= Beginning of Section =

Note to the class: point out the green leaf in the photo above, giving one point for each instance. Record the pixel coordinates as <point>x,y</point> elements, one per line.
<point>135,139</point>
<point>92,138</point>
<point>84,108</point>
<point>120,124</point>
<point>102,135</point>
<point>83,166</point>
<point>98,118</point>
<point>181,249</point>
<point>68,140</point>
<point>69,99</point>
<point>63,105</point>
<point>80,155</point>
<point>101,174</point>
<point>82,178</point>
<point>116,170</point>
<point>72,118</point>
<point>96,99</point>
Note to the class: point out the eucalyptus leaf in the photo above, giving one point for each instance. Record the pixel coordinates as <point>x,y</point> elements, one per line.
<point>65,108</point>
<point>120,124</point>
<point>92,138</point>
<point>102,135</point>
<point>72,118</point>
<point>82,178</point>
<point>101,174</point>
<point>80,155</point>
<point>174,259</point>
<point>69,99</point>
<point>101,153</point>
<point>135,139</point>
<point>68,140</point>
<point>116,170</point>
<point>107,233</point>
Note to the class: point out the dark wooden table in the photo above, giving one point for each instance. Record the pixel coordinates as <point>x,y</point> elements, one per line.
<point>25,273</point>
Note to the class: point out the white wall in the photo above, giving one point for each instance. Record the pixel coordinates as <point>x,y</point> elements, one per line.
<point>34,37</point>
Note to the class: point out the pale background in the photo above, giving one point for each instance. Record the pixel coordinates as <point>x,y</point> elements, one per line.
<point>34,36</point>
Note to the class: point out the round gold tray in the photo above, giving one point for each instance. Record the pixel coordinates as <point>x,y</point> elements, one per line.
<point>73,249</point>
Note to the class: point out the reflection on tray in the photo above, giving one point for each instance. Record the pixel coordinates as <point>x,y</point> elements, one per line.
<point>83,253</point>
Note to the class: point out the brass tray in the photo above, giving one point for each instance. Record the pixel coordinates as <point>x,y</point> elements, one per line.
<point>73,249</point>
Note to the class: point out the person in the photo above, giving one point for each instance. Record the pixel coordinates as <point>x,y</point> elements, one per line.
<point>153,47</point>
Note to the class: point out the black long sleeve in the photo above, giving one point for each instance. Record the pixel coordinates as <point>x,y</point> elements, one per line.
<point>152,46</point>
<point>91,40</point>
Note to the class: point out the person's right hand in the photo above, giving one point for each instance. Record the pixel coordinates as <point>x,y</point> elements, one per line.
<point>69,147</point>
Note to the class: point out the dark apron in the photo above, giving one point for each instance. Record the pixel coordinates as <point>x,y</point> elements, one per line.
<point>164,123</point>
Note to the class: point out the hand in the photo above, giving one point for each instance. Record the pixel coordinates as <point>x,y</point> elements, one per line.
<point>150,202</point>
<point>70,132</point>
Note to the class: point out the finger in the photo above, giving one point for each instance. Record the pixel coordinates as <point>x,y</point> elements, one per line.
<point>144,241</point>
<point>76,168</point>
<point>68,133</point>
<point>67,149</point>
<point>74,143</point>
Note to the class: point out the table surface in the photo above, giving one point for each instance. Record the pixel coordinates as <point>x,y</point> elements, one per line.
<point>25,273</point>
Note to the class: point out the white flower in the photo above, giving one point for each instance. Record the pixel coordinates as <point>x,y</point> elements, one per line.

= End of Section =

REQUIRED ACTION: Word for word, output all of the material above.

SOLUTION TO THIS PROBLEM:
Note to the class: point out the green leaf in the photo above, giving one point for each instance. Record the pixel coordinates as <point>x,y</point> elements, one per line.
<point>135,139</point>
<point>92,138</point>
<point>84,108</point>
<point>120,124</point>
<point>102,135</point>
<point>83,166</point>
<point>98,118</point>
<point>181,249</point>
<point>68,140</point>
<point>69,99</point>
<point>63,105</point>
<point>80,155</point>
<point>101,174</point>
<point>82,178</point>
<point>116,170</point>
<point>72,118</point>
<point>96,99</point>
Note to the class: point out the eucalyptus leaf in the photo above, giving one point for each instance. Record the pixel coordinates as <point>x,y</point> elements, one per line.
<point>65,108</point>
<point>120,124</point>
<point>92,138</point>
<point>102,135</point>
<point>72,118</point>
<point>82,178</point>
<point>101,174</point>
<point>80,155</point>
<point>174,259</point>
<point>69,99</point>
<point>101,153</point>
<point>135,139</point>
<point>68,140</point>
<point>116,170</point>
<point>107,233</point>
Note to the class: point out the dark wooden table in the photo above, giving one point for each instance. Record the pixel coordinates as <point>x,y</point> elements, one per line.
<point>25,273</point>
Note to the class: point out the white wall in the photo above, giving one point for each instance. Record the pixel coordinates as <point>x,y</point> elements, one per line.
<point>34,37</point>
Note to the class: point out the pale background in the photo above, giving one point for each instance. Record the pixel coordinates as <point>x,y</point> elements, one per line.
<point>34,36</point>
Note to the class: point out the round gold tray in the photo above, giving one point for each instance. Record the pixel coordinates as <point>x,y</point> elements, one per line.
<point>73,249</point>
Note to the class: point out the reflection on tray in the photo above, giving one point for each instance. Record the pixel coordinates as <point>x,y</point> elements, one per line.
<point>83,253</point>
Note to the class: point out the brass tray in the photo above, giving one point for each instance. Record the pixel coordinates as <point>x,y</point> elements, one per line.
<point>73,249</point>
Note to the class: point out the person in the photo above, giving one point for each instance. Record the pixel coordinates as <point>x,y</point> elements, one per line.
<point>153,47</point>
Note to the class: point out the black long sleeve in the photo above, giving one point for each instance. Record the pixel coordinates as <point>x,y</point> elements, one per line.
<point>152,46</point>
<point>91,40</point>
Note to the class: point out the person's right hand in the photo above, giving one point for each instance. Record the pixel coordinates as <point>x,y</point> elements, one per line.
<point>69,147</point>
Note to the class: point out the dark apron in the photo above, giving one point for each instance. Record the pixel coordinates as <point>x,y</point> elements, one per line.
<point>164,123</point>
Note to the class: point out the hand in the photo above, giving one point for each instance. Record the pixel coordinates as <point>x,y</point> elements, one per line.
<point>150,202</point>
<point>70,132</point>
Note to the class: point out the finger in the photo above, giving one point for each instance. Record the pixel coordinates as <point>x,y</point> elements, one per line.
<point>144,241</point>
<point>76,168</point>
<point>68,133</point>
<point>67,149</point>
<point>74,143</point>
Note to the class: point out the table surface in the photo above, giving one point for each instance. Record the pixel coordinates as <point>x,y</point> elements, one per line.
<point>25,273</point>
Note to the class: point out the white flower in the photo above, giving one point for each instance. Record the pixel coordinates as <point>x,y</point> elements, one per line.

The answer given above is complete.